*TEXT SECTION*:
+===+
That analysis leads to deeper considerations about the biologic rationality of the Yellowstone borders. The park contains wonderful and dramatic landscapes that are an animal paradise in summer, but that turn into a snow reservoir, a hell, in winter. At that time is when large quantities of animals, searching for better grazing areas, exit the park and collide with the different policies implemented outside by different managers, owners and political actors. At that time, if not always, natural regulation policy in the fictitious context provided by national park islands falls apart.


To understand the politics of the bison brucellosis conflict it is necessary to understand the nature of the actors implicated. Each economic conflict mobilizes different institutions that situate themselves behind one of the contending economic interests.

The way to approach the politics of the conflict, therefore, is understand the way each institution chooses a particular side. We have to understand what kind of values and priorities affect the decision of each institution. Public institutions have a particular set of priorities that are directly affected by the interests of voters and lobbies that have power over them. In this sense, the fracture between local and national is quite significant.

The states and a great part of their populations are directly affected by the fate of their local industries and consequently protect them and fight against any threat to the revenues that these industries produce, cattle in our case.

On the other hand, we have the national power, represented by the federal government.  The federal government isn’t pressured by the immediate survival of the local community, which is why it focuses on other kinds of goals dealing with national interests, such as conservation of resources.

Nevertheless, the federal government is more than a complex actor.  It is more like a set of different players with different and sometimes even contradictory agendas. These agendas put them in different sides of the political arena where the bison brucellosis conflict is dealt with. For instance, say the main concern of the Department of Agriculture is the eradication of the brucellosis, while the National Park Service is focused on the survival of the bison.

To have a more detailed description of all the actors implicated in the conflict, go to the actors section of this website.
+===+
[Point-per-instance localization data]
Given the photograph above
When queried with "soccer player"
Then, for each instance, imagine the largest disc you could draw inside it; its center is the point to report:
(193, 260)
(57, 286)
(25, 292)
+===+
In the text on the bison brucellosis conflict, list the kinds of parties whose policies outside the park the animals collide with when they leave Yellowstone in winter.

Managers, owners, and political actors.